### PROBLEM STATEMENT
Look below for the line with "Task: Q: Indicate the canyon". Extract that line and each one after it through the last, word for word.

** Start of RECORD SET **

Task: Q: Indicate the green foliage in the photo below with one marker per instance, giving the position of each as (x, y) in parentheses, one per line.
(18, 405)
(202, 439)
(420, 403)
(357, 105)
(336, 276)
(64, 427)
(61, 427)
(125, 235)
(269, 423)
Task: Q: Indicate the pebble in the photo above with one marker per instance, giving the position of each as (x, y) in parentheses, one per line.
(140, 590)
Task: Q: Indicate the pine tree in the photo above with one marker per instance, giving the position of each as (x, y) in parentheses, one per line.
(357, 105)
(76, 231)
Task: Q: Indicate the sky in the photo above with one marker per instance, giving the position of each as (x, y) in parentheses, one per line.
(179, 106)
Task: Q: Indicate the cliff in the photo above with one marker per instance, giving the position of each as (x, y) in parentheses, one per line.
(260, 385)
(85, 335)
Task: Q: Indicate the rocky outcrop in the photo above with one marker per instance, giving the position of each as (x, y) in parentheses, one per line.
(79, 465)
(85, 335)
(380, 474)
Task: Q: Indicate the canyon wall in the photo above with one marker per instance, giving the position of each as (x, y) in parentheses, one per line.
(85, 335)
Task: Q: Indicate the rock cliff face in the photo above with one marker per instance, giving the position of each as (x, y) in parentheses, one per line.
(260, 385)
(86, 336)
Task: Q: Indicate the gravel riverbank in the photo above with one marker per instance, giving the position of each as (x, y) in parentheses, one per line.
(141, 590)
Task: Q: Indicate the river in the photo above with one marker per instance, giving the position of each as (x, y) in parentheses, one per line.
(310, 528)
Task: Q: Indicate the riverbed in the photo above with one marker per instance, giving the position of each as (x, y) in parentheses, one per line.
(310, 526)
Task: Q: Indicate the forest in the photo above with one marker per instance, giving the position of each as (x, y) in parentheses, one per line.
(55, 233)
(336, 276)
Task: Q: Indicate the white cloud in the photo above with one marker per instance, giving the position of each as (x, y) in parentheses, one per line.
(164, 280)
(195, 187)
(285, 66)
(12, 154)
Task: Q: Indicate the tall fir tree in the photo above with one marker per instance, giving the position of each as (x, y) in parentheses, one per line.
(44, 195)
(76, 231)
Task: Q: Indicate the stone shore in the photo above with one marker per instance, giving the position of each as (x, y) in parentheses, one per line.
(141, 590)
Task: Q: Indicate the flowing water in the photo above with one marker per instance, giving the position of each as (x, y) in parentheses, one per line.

** End of RECORD SET **

### ANSWER TO THE EXERCISE
Task: Q: Indicate the canyon wall in the photo above with one marker per instance, giving the position of each as (x, y) in parentheses, one per line.
(85, 335)
Task: Q: Indicate the rock cliff face in the photo above with one marker per instance, giving the position of each as (x, y) in parentheses, one per line.
(260, 385)
(86, 336)
Task: Q: Indicate the gravel riverbank in the photo above with one marker per instance, giving the position of each as (x, y) in parentheses, one per line.
(141, 590)
Task: Q: Indicate the river in the photo above with one marker per instance, giving the position of each as (x, y) in parentheses, one per line.
(310, 528)
Task: Q: Indicate the riverbed in the photo above with one marker per instance, giving the position of each as (x, y) in parentheses, one per line.
(310, 526)
Task: Q: Indicate the forest in the photo above with one marker per instance, giving the position of each as (x, y) in parentheses, one per line.
(55, 233)
(336, 276)
Task: Q: Indicate the white cloud in the photo above with one marker per instance, giving the position of each as (x, y) in parentheses, one per line.
(164, 280)
(195, 187)
(285, 66)
(12, 154)
Task: Q: Indicate the tall fir tree in the photo above with one marker per instance, giving the position of each as (x, y) in parentheses, one per line.
(44, 195)
(76, 231)
Task: Q: Indicate the stone shore in the photo above with one marker per instance, giving the position of each as (x, y) in parentheses, one per line.
(141, 590)
Task: Q: Indicate the flowing water in the photo above with one marker per instance, giving the position of each as (x, y) in parentheses, one per line.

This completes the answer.